Dans l'article sur les homosexuels qui quittent la Tanzanie, dans quel pays Joseph Omar compte-t-il trouver refuge ?

- PASSAGE SÉLECTIONNÉ
● ● ● ● ●

Les homosexuels fuient la Tanzanie face aux répressions policières
La chaleur est étouffante à Isebania, ville du nord de la Tanzanie. Assis à l’ombre, Joseph Omar est fatigué. Entre deux gorgées d’eau, le jeune homme de 28 ans raconte qu’il s’apprête à traverser la frontière pour trouver refuge au Kenya, pays voisin, car le gouvernement tanzanien a commencé à arrêter des homosexuels présumés. «Je crains pour ma vie. Ils ne veulent pas que nous restions ici, explique Joseph Omar. La communauté gay a très peur, parce que la police s'introduit par effraction dans les maisons de personnes soupçonnées d'être homosexuelles et les arrête. Je ne veux pas être le prochain. Je vais me cacher.» Omar fait partie des centaines de personnes homosexuelles et transgenres de ce pays d'Afrique de l'Est qui fuient de plus en plus vers les pays voisins après que les autorités aient exhorté la population, en octobre dernier, à signaler les noms des homosexuels présumés à la police, pour qu'ils soient mis en prison.

● ● ● ● ●

- ENTRÉES EXTRAITES
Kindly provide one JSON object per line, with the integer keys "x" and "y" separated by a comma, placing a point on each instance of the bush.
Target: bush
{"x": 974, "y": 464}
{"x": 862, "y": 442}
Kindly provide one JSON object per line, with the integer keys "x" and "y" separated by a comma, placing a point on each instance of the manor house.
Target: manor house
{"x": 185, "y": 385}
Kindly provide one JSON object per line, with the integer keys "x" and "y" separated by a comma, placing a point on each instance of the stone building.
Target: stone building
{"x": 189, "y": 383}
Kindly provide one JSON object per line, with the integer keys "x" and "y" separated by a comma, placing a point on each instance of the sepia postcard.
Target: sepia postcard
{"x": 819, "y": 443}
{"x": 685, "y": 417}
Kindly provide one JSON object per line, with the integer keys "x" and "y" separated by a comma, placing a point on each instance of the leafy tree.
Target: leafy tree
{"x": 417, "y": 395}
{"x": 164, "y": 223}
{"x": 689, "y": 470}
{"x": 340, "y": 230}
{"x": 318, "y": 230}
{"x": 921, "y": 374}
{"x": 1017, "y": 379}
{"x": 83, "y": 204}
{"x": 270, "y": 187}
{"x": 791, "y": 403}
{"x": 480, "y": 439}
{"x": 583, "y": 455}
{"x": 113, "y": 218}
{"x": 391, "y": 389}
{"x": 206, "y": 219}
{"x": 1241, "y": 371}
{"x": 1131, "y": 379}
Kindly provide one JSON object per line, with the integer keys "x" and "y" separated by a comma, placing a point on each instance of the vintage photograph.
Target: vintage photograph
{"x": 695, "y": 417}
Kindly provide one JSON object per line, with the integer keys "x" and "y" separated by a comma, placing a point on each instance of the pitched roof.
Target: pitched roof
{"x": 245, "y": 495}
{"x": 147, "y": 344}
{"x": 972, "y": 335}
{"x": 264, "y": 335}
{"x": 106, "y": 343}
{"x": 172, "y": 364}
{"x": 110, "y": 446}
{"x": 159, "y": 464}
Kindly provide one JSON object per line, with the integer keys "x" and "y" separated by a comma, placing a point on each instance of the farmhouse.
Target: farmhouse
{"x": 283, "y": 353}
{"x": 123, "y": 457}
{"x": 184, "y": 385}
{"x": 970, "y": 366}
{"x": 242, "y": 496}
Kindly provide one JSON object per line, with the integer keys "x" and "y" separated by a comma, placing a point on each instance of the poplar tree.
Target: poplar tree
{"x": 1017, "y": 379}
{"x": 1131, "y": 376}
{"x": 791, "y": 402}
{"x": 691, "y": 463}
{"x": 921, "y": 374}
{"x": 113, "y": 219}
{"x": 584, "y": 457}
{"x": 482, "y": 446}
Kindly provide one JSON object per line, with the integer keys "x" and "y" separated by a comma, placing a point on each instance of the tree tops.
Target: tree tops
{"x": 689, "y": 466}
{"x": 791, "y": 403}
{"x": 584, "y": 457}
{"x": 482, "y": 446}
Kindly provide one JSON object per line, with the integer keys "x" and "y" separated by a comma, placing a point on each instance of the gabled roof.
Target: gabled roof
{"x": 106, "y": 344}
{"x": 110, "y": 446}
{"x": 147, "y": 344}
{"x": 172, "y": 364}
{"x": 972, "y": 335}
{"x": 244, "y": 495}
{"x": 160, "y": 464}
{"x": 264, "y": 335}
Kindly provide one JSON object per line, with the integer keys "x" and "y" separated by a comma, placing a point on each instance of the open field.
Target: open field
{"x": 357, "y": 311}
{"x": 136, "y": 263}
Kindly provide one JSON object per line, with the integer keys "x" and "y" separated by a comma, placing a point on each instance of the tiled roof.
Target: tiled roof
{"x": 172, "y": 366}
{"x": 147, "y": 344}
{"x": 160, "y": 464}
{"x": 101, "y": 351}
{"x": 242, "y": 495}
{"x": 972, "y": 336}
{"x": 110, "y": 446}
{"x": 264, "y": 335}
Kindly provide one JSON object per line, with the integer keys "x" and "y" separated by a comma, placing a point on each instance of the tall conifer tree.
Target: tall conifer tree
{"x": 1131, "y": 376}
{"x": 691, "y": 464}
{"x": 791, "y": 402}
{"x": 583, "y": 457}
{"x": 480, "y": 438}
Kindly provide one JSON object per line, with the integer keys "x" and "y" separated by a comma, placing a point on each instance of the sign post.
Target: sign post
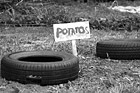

● ● ● ● ●

- RÉSULTAT DE L'EXERCICE
Au Kenya, pays voisin de la Tanzanie.